Entries pointing to named objects
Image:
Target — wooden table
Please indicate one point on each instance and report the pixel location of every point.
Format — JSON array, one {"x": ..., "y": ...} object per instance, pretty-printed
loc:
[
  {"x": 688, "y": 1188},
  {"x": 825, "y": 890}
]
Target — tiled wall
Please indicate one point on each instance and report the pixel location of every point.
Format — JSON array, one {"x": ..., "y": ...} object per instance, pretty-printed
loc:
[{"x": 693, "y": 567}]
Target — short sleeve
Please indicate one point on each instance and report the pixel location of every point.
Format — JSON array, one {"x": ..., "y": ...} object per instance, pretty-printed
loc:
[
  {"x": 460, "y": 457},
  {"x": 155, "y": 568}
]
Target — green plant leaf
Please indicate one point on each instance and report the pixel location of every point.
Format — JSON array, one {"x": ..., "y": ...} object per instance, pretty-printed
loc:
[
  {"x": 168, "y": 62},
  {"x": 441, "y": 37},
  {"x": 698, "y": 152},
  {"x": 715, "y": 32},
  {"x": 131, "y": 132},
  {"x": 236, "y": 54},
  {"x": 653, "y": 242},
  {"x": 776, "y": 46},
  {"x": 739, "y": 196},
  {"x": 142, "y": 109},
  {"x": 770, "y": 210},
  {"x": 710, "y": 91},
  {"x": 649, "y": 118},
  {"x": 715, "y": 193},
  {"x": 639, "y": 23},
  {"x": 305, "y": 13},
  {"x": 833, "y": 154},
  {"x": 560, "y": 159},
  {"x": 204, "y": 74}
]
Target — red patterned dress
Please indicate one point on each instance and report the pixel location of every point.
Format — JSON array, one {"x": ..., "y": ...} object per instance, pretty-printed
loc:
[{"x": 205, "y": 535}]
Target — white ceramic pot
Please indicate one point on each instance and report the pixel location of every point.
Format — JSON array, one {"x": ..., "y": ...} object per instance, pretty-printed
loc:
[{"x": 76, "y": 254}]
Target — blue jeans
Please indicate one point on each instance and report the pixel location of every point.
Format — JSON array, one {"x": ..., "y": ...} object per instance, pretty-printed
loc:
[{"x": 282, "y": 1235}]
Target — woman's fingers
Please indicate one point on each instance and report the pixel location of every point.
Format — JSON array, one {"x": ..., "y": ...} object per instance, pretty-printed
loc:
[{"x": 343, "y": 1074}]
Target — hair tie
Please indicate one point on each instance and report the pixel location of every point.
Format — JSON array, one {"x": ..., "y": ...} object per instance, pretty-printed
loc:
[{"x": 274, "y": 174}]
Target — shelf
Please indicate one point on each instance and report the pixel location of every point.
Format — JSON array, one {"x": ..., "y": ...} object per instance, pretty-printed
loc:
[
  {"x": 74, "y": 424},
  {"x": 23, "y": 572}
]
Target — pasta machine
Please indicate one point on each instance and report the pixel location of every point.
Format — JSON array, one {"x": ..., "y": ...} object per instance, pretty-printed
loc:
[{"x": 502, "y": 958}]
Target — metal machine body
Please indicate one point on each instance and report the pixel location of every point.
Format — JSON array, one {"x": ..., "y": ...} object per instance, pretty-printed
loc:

- _Job_
Update the listing by changing every occurrence of "pixel location" to "pixel coordinates" and reproduce it in full, with all other text left unchanged.

- _Worked solution_
Image:
Target — wooden table
Please indicate one point on each instance and report the pixel coordinates of every point.
Format — JSON array, one {"x": ..., "y": ...} object per instance, pretty-printed
loc:
[
  {"x": 688, "y": 1188},
  {"x": 825, "y": 890}
]
Target — tiled wall
Please indicate one point on each instance and report the pixel coordinates of every point.
Format — JSON array, one {"x": ..., "y": ...} object per instance, pretty-printed
loc:
[{"x": 693, "y": 567}]
Target — short sleeve
Please indicate one point on each instance and report the pixel coordinates of every point.
Format — JSON array, one {"x": ..., "y": ...} object per instance, pretty-printed
loc:
[
  {"x": 460, "y": 457},
  {"x": 155, "y": 568}
]
Target — green plant leaf
Please indicate one point on each instance and report the pixel coordinates of every point.
Format — JSON array, one {"x": ..., "y": ...} object per instance, pretty-printed
loc:
[
  {"x": 168, "y": 62},
  {"x": 441, "y": 37},
  {"x": 698, "y": 152},
  {"x": 715, "y": 32},
  {"x": 131, "y": 132},
  {"x": 236, "y": 54},
  {"x": 653, "y": 242},
  {"x": 776, "y": 46},
  {"x": 739, "y": 196},
  {"x": 142, "y": 109},
  {"x": 770, "y": 210},
  {"x": 710, "y": 91},
  {"x": 649, "y": 118},
  {"x": 715, "y": 193},
  {"x": 639, "y": 23},
  {"x": 305, "y": 13},
  {"x": 833, "y": 154},
  {"x": 560, "y": 159},
  {"x": 204, "y": 74}
]
Target — red patterned dress
Please indicate one point on each instance and report the pixel coordinates of every point.
Format — JSON array, one {"x": ..., "y": ...} object per instance, pretty-printed
loc:
[{"x": 205, "y": 535}]
Target — white ceramic pot
Please indicate one point on each instance and report the pixel coordinates of every point.
Format — JSON array, one {"x": ..., "y": ...} object per instance, pretty-printed
loc:
[{"x": 76, "y": 254}]
Target — blue jeans
Please indicate one point on each instance and report the pixel coordinates of every point.
Format — JSON array, one {"x": ..., "y": ...} object per instance, pretty-printed
loc:
[{"x": 282, "y": 1235}]
Target — woman's fingers
Please indicate one point on each instance and report the pixel coordinates of every point.
Format — JSON array, one {"x": ..., "y": ...} object per instance, pretty-printed
loc:
[{"x": 343, "y": 1074}]
Target — hair tie
Please indicate one point on each instance and report the pixel coordinates of every point.
Format — JSON array, one {"x": ..., "y": ...} object per instance, pretty-printed
loc:
[{"x": 274, "y": 174}]
Target — shelf
Please indicate one point on each instance and report the pixel coordinates of every point.
Format — JSON array, one {"x": ..., "y": ...} object per instance, pretty-printed
loc:
[
  {"x": 74, "y": 424},
  {"x": 23, "y": 572}
]
Target — pasta machine
Please indicate one point on each instance and report the pixel coordinates of every point.
Format — JSON array, one {"x": ..., "y": ...} object per instance, pretty-printed
loc:
[{"x": 502, "y": 958}]
Target — metal machine body
Please indicate one point on each instance and report the pixel coordinates of every point.
Format — JSON array, one {"x": ..., "y": ...} object per instance, pretty-printed
loc:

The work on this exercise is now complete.